• **What this task involves**
Could you retype, without any changes, every line starting with the one that contains "Please mark the contrail" and going on through the end of the records?

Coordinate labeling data

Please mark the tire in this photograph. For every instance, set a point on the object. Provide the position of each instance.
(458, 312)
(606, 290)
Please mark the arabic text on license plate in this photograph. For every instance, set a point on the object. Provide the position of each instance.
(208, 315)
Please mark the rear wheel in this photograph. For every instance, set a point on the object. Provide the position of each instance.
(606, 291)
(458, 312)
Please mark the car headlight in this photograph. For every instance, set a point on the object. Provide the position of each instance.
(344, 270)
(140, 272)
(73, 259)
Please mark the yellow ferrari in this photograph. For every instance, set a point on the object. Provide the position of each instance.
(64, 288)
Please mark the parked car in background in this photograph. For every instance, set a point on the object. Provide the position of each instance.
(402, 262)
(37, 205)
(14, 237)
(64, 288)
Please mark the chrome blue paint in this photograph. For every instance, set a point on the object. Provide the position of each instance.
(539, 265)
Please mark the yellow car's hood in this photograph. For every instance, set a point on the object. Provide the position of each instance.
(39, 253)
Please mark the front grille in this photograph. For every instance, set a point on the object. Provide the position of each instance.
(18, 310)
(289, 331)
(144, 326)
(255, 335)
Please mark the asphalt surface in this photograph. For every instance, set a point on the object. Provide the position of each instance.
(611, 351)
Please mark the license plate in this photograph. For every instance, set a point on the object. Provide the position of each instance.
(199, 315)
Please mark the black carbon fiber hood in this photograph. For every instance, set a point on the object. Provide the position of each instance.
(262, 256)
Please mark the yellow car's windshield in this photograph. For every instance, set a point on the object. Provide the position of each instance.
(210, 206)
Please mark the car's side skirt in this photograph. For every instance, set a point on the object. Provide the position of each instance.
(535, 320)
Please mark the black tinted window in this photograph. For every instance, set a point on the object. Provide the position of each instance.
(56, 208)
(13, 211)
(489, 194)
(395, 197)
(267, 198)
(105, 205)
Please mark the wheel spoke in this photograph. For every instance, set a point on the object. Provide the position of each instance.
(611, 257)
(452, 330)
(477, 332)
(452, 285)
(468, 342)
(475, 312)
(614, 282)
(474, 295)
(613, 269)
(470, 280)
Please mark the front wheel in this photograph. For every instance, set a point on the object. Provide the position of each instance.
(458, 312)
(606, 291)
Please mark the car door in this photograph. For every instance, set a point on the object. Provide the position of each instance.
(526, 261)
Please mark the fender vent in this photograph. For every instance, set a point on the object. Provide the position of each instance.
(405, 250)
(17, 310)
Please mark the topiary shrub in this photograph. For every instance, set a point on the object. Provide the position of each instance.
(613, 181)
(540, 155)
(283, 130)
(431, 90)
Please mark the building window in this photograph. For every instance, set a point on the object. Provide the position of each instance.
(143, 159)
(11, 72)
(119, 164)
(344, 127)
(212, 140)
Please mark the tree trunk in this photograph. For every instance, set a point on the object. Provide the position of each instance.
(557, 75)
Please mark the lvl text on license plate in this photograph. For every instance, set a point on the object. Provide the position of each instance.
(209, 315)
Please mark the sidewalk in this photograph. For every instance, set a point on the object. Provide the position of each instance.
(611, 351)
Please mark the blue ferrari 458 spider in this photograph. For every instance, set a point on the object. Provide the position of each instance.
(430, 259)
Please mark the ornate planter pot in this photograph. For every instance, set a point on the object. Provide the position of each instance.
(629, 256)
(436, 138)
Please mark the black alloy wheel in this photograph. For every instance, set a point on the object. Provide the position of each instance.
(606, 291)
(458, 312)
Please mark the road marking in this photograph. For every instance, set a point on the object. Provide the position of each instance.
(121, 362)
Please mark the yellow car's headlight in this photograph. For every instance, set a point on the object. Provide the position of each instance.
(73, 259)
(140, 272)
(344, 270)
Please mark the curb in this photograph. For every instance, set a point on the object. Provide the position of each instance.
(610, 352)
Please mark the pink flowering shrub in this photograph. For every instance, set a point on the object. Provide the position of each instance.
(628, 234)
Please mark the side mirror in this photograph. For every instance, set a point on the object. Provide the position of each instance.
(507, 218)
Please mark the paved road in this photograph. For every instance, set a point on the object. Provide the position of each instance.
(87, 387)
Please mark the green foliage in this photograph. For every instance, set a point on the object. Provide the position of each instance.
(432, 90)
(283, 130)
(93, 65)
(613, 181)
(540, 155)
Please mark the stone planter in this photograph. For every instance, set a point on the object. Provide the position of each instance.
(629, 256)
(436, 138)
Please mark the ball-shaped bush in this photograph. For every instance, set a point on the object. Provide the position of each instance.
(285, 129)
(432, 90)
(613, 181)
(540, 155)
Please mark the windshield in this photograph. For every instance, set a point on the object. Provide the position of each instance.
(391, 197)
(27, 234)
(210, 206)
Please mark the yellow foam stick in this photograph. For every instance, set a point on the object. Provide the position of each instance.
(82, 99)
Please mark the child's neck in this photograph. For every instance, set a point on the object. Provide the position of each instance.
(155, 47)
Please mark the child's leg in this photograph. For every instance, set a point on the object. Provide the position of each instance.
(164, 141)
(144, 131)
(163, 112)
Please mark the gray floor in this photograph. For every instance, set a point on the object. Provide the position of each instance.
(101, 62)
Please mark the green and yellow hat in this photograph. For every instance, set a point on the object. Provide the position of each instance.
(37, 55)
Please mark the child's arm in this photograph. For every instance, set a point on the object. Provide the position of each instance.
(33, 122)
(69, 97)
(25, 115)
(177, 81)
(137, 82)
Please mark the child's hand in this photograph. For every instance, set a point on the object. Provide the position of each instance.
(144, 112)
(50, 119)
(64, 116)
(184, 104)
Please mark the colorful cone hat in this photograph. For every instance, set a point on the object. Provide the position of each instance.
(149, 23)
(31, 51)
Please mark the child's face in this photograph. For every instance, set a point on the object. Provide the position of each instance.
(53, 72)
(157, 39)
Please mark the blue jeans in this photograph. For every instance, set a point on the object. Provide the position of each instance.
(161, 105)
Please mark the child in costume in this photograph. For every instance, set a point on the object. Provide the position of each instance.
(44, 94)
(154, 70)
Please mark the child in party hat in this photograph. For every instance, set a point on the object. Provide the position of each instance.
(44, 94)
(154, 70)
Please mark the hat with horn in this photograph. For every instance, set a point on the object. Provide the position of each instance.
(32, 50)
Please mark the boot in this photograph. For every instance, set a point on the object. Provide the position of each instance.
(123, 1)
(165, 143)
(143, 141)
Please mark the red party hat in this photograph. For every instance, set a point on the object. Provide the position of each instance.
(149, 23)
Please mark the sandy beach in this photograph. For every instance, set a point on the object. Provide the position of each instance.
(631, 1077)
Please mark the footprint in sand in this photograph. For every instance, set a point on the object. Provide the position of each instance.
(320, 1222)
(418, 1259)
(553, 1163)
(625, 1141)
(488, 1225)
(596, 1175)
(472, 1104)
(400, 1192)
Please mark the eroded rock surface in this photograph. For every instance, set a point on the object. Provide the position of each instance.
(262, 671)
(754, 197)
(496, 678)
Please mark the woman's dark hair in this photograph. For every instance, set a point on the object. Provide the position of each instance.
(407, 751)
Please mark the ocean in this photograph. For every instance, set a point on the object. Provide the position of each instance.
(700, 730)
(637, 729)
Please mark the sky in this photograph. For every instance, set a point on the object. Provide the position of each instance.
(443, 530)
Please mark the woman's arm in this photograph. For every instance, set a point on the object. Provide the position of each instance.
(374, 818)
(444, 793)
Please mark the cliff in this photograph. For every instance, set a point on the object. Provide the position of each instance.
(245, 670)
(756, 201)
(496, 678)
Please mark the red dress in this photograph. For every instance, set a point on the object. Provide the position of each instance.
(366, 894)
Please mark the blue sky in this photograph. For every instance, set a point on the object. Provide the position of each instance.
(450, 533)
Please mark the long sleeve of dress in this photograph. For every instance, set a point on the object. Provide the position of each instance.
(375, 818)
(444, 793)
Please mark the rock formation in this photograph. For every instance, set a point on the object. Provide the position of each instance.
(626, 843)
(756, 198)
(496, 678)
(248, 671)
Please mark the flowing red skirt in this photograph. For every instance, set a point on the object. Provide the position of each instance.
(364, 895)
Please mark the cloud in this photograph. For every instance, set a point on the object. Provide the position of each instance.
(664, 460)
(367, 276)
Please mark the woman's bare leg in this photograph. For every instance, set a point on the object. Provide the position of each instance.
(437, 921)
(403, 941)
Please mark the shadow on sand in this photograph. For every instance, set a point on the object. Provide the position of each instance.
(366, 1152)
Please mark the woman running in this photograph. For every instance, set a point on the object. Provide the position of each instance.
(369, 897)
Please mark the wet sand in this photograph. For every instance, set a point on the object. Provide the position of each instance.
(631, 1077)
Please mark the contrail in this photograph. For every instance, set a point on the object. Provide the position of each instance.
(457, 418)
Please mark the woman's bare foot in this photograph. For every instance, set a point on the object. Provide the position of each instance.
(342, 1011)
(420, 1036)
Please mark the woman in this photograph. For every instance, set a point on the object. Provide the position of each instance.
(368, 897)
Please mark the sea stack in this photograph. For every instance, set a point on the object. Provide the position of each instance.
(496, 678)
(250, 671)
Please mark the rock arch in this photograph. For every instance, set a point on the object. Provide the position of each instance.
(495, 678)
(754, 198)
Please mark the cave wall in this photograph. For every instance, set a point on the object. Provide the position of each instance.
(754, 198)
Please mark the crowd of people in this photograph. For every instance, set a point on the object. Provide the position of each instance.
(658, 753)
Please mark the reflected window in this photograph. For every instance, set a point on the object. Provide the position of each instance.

• **Reply to the task**
Please mark the contrail in this photograph. For every instance, set a point on the object. Provide the position of each instance.
(457, 418)
Please mark the woman's bare foot in this photograph. For every instance, set a point on the object. Provide the position of each instance.
(342, 1011)
(420, 1036)
Please mark the woman in this photograph. For every instance, set a point on the object. Provide the position of each instance.
(368, 897)
Please mark the sea stack in this photograph. For every instance, set a point on the object. Provide the position of each instance.
(496, 678)
(250, 671)
Please mark the rock arch in this photograph. For every instance, set a point on the object. Provide the position of each instance.
(495, 678)
(754, 198)
Please mark the cave wall in this photograph. For every instance, set a point on the object. Provide the position of each instance.
(754, 198)
Please mark the crowd of people in this photograph. For every instance, set a point on the object. Provide the position of each instance.
(658, 753)
Please mark the reflected window in this photograph. For every instance, set a point on the object. Provide the position of each instance.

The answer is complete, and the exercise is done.